- [Alıştırma görevi 1]:
Okuma metnindeki "Kısacası bahsi geçen dönemde Ukrayna’nın toprak bütünlüğü ve egemenliği tartışmaya açık bir vaziyette değildi." cümlesini lütfen İngilizceye çevirin.
- [Alıştırma görevi 2]:
Okuma metninde "Bu aşamada Ukrayna’nın" ifadesinden "göz ardı edilmemelidir." ifadesine kadar uzanan kısmı hiçbir değişiklik yapmadan döndürün.

- [Okuma metni]:
Bu aşamada Ukrayna’nın üyeliği hususunda 2014 yılı ile 2022 senesindeki farklılığa da değinmek gerekmektedir. Hatırlanacağı üzere, 2014 yılında Ukrayna’nın AB üyeliği gündeme geldiğinde, henüz Kırım ilhak edilmemiş ve Kiev, Luhansk ile Donetsk üzerindeki otoritesini kaybetmemişti. Kısacası bahsi geçen dönemde Ukrayna’nın toprak bütünlüğü ve egemenliği tartışmaya açık bir vaziyette değildi. Söz konusu süreçte Rusya, bu yönelime müsaade etmemişti. Şimdi ise Moskova, Ukrayna başta olmak üzere eski Sovyet coğrafyasındaki ülkelerin AB’ye olan ilgisine soğuk bakmadığını ortaya koyan mesajlar vermektedir. Lakin Rusya’nın Ukrayna’da AB’nin bu ülkeyi üye olarak kabul edemeyeceği koşulları yarattığı gerçeği de göz ardı edilmemelidir.

[Bir veri bloğu]
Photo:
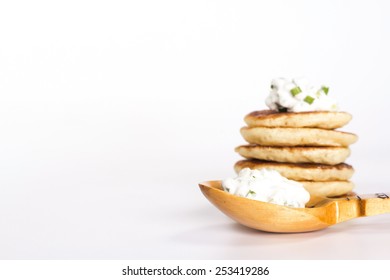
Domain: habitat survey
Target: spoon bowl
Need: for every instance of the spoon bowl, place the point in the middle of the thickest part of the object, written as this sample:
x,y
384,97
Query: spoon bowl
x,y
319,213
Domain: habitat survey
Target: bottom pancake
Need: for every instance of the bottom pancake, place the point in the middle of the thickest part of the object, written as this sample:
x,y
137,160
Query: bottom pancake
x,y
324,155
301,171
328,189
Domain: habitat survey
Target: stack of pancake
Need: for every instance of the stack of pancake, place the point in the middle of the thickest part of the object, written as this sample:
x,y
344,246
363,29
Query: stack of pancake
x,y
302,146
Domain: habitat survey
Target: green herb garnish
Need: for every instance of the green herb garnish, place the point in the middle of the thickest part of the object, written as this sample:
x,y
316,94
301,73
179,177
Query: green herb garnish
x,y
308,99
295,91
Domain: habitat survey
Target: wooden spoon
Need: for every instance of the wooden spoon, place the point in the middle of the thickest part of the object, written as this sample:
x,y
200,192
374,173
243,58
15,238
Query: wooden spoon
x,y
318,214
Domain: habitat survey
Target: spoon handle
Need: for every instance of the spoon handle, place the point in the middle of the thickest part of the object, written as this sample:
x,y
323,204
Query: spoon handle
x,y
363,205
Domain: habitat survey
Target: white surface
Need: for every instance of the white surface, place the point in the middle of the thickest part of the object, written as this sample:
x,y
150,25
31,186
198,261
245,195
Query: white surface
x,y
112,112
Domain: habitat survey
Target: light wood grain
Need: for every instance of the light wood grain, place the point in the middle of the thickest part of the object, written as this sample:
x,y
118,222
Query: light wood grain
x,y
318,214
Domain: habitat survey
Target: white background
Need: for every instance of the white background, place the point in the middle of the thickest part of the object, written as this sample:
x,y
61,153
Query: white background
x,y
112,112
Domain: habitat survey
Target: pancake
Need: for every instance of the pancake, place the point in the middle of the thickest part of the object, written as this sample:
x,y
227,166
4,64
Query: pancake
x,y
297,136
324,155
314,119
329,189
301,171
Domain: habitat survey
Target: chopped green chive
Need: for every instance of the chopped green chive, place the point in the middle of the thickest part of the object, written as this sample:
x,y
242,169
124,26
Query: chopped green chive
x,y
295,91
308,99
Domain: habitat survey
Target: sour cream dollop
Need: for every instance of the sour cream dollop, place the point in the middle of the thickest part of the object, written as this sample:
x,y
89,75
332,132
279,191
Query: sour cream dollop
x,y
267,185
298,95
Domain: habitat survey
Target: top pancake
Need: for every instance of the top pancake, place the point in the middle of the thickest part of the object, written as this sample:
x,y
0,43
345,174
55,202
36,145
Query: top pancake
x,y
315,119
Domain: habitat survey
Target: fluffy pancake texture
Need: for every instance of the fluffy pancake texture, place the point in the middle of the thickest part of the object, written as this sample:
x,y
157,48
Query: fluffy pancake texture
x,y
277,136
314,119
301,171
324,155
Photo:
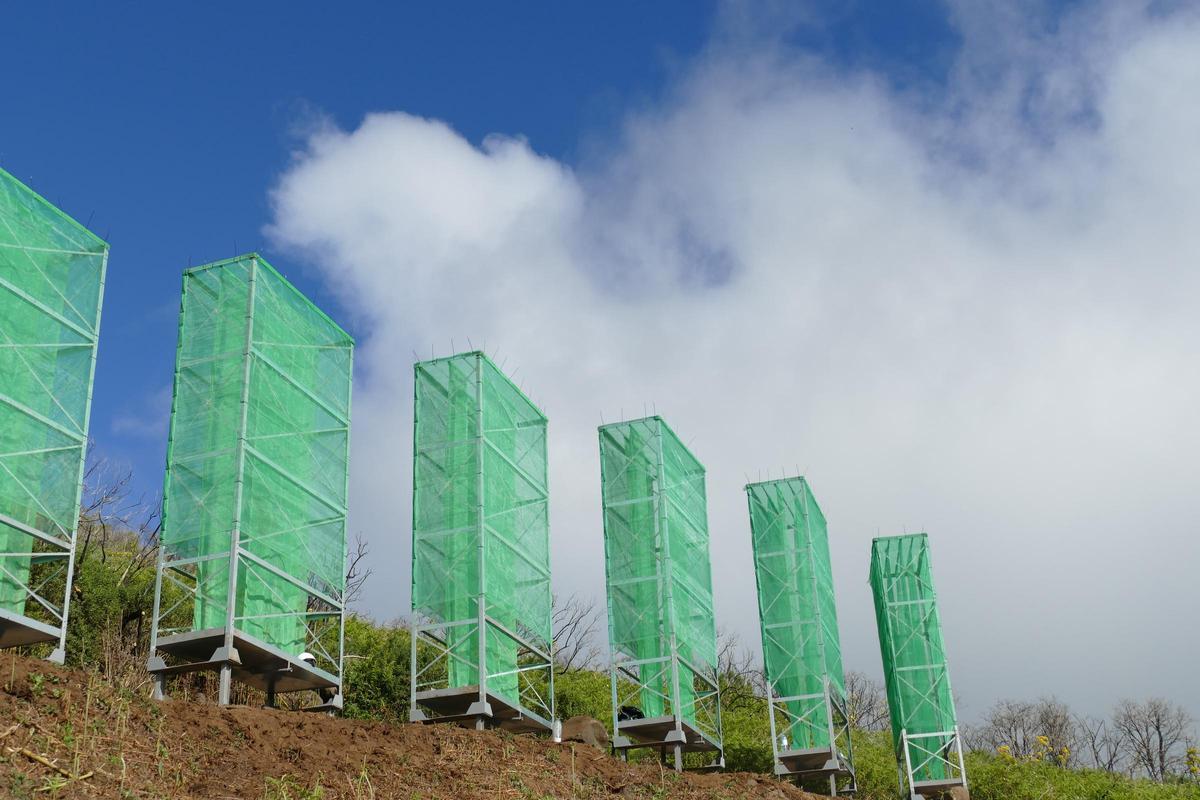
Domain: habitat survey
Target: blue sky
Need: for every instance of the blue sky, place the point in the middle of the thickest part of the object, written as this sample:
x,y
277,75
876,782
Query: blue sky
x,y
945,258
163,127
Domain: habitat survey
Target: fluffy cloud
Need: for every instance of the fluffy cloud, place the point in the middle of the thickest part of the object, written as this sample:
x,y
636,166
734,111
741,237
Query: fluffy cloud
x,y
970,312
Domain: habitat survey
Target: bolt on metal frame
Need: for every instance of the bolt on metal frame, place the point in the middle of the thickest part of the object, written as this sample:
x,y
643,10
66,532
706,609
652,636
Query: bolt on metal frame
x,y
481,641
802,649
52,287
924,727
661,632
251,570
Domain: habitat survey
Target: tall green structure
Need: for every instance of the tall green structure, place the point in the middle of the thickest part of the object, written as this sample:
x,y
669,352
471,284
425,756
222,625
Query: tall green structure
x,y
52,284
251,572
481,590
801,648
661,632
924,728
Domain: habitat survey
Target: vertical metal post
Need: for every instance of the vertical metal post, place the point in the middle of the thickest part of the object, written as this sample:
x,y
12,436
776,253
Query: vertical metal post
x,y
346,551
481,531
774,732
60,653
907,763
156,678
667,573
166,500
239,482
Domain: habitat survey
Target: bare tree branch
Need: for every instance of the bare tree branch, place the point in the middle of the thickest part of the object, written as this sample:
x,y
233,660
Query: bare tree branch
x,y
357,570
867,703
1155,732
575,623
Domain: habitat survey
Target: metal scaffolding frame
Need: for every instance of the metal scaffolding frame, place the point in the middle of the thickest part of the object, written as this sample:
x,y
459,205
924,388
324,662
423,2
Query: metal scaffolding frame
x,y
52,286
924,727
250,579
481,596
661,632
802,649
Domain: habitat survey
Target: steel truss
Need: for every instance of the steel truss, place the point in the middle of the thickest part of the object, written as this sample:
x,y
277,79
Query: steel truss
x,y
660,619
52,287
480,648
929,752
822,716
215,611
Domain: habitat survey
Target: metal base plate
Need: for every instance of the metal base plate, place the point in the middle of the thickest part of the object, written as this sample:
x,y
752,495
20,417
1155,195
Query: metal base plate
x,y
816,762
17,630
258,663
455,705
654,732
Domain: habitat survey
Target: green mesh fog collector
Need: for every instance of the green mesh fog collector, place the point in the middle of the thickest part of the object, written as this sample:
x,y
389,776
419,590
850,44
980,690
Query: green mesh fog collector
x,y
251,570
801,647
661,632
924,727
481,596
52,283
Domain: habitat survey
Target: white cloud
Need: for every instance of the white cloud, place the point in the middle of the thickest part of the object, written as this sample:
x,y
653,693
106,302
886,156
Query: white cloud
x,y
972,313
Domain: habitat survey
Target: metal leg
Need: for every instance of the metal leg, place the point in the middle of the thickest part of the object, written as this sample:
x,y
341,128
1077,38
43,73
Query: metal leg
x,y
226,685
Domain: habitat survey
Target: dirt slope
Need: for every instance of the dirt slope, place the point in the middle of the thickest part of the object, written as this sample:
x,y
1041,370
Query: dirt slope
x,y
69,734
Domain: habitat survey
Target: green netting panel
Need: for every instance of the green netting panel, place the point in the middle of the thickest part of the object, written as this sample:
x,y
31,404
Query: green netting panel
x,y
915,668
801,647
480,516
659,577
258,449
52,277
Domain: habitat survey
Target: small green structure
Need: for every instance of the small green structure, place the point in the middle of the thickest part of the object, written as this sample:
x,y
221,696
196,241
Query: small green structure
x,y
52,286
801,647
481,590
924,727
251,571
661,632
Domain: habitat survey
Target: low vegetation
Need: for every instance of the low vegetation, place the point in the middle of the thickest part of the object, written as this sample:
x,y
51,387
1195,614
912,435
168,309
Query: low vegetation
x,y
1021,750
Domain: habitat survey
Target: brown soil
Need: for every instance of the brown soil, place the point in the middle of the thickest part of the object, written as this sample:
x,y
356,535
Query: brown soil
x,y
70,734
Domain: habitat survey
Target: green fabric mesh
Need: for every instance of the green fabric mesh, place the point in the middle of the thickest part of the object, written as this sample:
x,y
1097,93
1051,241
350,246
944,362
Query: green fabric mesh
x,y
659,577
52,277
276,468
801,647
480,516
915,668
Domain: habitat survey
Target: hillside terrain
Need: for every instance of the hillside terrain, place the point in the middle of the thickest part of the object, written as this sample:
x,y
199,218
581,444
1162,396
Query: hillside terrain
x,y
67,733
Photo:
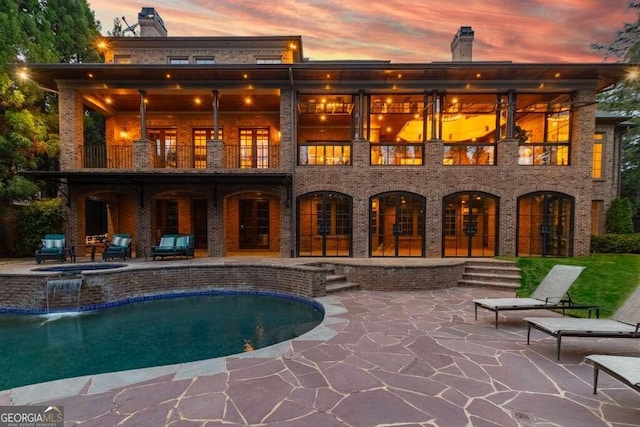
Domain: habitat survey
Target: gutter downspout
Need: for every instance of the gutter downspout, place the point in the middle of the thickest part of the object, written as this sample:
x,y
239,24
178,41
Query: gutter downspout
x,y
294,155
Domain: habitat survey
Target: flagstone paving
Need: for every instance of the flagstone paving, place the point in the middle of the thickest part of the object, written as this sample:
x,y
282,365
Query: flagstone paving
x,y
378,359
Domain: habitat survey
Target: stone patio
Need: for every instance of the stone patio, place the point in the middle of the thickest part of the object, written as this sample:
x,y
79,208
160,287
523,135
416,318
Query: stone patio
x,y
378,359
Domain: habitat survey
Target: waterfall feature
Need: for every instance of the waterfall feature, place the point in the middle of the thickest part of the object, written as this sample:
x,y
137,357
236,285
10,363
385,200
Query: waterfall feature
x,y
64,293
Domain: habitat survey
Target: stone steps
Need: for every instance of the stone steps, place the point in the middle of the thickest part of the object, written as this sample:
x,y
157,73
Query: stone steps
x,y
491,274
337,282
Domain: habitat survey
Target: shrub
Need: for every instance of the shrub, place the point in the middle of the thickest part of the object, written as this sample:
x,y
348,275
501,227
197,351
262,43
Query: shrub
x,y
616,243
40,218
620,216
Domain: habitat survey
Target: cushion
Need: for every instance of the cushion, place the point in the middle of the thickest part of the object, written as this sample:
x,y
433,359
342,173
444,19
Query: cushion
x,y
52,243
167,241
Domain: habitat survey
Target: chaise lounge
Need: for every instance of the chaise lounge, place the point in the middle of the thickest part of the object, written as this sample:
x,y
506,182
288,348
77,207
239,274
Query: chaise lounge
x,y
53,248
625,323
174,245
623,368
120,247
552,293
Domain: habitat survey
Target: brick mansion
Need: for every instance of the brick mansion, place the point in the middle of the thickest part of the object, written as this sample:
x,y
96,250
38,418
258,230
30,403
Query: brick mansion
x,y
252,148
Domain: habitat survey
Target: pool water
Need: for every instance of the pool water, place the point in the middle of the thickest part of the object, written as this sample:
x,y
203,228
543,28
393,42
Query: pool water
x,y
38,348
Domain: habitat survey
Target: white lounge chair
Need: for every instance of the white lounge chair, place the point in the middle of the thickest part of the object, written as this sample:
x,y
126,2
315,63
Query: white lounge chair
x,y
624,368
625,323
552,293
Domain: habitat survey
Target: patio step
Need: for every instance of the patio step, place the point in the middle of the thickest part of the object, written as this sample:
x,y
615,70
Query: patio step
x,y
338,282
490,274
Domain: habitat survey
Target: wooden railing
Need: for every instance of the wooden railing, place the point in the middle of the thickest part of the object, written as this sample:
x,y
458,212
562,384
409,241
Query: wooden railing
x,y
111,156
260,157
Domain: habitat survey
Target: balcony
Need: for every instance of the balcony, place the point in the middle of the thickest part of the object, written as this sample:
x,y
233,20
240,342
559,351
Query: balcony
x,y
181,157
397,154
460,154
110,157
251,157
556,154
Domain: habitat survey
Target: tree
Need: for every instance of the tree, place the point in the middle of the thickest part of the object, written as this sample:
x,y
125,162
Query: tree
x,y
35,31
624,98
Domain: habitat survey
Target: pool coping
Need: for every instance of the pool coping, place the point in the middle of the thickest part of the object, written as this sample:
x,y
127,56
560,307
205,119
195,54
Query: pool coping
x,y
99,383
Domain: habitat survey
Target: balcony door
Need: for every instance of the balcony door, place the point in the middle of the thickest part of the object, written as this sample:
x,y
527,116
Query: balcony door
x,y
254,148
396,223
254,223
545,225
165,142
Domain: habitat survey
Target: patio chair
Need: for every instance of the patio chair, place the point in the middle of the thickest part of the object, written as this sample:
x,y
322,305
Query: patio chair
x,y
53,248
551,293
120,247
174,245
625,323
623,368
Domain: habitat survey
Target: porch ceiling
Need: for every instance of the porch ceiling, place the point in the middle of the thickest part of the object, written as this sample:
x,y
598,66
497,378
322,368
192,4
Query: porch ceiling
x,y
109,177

- [Görev sonucu 1]:
In short, during the period in question, Ukraine's territorial integrity and sovereignty were not open to debate.

- [Görev sonucu 2]:
Bu aşamada Ukrayna’nın üyeliği hususunda 2014 yılı ile 2022 senesindeki farklılığa da değinmek gerekmektedir. Hatırlanacağı üzere, 2014 yılında Ukrayna’nın AB üyeliği gündeme geldiğinde, henüz Kırım ilhak edilmemiş ve Kiev, Luhansk ile Donetsk üzerindeki otoritesini kaybetmemişti. Kısacası bahsi geçen dönemde Ukrayna’nın toprak bütünlüğü ve egemenliği tartışmaya açık bir vaziyette değildi. Söz konusu süreçte Rusya, bu yönelime müsaade etmemişti. Şimdi ise Moskova, Ukrayna başta olmak üzere eski Sovyet coğrafyasındaki ülkelerin AB’ye olan ilgisine soğuk bakmadığını ortaya koyan mesajlar vermektedir. Lakin Rusya’nın Ukrayna’da AB’nin bu ülkeyi üye olarak kabul edemeyeceği koşulları yarattığı gerçeği de göz ardı edilmemelidir.